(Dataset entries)
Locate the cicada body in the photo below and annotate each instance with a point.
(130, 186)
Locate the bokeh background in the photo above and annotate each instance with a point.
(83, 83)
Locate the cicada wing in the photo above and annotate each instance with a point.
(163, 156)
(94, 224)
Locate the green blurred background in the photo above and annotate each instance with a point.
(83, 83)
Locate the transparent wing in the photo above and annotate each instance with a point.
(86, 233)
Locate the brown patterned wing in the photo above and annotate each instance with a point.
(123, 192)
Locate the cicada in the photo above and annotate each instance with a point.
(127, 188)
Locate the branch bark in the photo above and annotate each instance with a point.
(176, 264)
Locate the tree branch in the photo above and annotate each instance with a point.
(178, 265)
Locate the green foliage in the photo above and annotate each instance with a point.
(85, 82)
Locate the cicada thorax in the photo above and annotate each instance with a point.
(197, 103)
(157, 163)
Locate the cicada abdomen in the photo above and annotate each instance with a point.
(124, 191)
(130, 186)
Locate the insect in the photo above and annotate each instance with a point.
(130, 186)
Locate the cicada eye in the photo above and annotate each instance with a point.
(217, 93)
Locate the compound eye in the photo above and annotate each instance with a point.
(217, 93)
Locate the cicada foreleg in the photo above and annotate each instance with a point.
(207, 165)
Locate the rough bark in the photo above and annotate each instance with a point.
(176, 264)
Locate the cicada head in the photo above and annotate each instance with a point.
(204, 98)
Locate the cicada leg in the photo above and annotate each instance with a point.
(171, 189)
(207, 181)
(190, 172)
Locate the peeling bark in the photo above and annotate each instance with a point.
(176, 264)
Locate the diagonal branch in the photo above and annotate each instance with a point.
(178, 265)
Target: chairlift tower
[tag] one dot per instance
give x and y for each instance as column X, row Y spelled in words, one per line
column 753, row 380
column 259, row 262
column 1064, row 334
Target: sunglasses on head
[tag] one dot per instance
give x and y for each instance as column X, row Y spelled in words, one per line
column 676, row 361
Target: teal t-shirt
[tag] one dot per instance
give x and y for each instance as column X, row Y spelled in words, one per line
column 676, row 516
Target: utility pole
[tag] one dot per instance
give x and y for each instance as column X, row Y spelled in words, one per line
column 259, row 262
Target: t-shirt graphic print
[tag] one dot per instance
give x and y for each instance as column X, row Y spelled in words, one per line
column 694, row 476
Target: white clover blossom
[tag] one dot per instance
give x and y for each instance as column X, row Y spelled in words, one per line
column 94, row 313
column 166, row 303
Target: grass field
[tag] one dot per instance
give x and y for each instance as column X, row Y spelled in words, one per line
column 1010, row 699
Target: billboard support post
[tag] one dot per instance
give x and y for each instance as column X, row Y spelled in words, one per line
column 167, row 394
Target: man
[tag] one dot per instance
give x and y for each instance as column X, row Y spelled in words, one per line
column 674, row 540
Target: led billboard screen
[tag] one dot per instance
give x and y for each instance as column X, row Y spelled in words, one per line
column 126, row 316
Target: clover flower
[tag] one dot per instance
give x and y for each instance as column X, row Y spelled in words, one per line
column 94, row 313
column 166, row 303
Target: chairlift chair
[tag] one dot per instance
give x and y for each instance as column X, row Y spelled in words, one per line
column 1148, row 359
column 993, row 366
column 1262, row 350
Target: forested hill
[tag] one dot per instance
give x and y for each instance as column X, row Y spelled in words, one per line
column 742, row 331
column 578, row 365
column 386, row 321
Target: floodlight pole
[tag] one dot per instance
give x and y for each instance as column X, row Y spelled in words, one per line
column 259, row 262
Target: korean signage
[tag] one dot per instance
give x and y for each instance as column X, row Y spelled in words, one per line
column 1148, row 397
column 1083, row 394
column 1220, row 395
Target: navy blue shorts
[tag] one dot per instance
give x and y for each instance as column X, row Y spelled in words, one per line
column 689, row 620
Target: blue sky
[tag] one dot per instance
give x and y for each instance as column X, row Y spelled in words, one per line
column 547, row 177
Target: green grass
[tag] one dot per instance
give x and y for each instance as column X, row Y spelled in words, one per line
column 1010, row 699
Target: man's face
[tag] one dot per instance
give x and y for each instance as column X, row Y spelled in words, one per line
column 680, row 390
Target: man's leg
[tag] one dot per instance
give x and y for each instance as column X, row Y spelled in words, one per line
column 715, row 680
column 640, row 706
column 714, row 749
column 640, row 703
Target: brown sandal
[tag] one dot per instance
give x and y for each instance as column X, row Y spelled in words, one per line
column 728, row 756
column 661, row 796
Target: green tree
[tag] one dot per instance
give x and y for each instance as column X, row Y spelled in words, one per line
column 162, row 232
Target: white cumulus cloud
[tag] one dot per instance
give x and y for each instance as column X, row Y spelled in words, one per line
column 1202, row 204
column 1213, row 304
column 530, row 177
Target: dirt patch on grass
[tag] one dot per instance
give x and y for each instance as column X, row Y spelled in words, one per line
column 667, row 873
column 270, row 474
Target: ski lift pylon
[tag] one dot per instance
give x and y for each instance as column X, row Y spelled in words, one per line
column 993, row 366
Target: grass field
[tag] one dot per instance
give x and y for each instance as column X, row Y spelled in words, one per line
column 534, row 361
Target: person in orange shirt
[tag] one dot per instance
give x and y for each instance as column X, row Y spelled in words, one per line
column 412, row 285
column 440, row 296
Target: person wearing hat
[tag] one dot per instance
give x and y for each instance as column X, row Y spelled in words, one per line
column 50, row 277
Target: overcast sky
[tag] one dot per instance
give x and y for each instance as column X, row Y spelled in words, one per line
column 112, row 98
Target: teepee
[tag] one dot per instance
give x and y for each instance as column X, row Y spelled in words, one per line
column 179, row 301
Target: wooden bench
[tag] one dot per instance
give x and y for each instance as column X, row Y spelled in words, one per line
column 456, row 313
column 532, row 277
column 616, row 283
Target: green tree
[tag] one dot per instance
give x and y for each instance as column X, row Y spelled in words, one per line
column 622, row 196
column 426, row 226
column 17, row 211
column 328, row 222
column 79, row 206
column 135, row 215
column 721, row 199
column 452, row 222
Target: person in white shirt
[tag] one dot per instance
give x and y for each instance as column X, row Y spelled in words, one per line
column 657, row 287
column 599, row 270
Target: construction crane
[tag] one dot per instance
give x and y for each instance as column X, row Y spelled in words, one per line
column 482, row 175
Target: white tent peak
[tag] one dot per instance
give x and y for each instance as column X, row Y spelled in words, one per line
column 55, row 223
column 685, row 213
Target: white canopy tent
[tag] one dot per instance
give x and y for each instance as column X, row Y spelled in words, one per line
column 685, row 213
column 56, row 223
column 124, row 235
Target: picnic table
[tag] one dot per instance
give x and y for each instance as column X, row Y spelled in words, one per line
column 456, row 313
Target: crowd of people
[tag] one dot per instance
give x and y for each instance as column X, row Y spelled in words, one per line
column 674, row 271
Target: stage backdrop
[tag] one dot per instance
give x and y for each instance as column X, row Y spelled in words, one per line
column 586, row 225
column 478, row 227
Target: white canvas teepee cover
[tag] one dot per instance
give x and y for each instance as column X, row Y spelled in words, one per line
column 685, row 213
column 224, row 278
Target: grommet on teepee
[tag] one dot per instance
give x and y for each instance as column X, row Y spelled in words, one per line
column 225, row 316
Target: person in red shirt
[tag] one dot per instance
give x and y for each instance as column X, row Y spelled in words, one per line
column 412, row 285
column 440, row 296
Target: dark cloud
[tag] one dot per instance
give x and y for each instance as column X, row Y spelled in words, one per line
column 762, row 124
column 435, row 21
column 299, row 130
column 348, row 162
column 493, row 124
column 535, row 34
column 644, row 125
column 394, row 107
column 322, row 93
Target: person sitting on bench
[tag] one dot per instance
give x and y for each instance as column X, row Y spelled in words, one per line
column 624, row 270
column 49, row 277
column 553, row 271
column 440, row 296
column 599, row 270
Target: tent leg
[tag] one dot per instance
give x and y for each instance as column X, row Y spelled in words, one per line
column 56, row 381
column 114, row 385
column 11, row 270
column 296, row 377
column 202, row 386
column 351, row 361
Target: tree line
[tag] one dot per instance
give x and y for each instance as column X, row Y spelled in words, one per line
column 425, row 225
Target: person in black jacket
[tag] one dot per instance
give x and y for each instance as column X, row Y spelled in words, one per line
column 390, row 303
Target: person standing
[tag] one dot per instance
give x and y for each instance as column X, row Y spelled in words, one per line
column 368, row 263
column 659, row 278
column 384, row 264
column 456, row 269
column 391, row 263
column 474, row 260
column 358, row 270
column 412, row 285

## Aim of the exercise:
Find the word "teepee" in the entries, then copy out every line that has it.

## Exercise output:
Target: teepee
Target: white canvas teepee cover
Target: grommet on teepee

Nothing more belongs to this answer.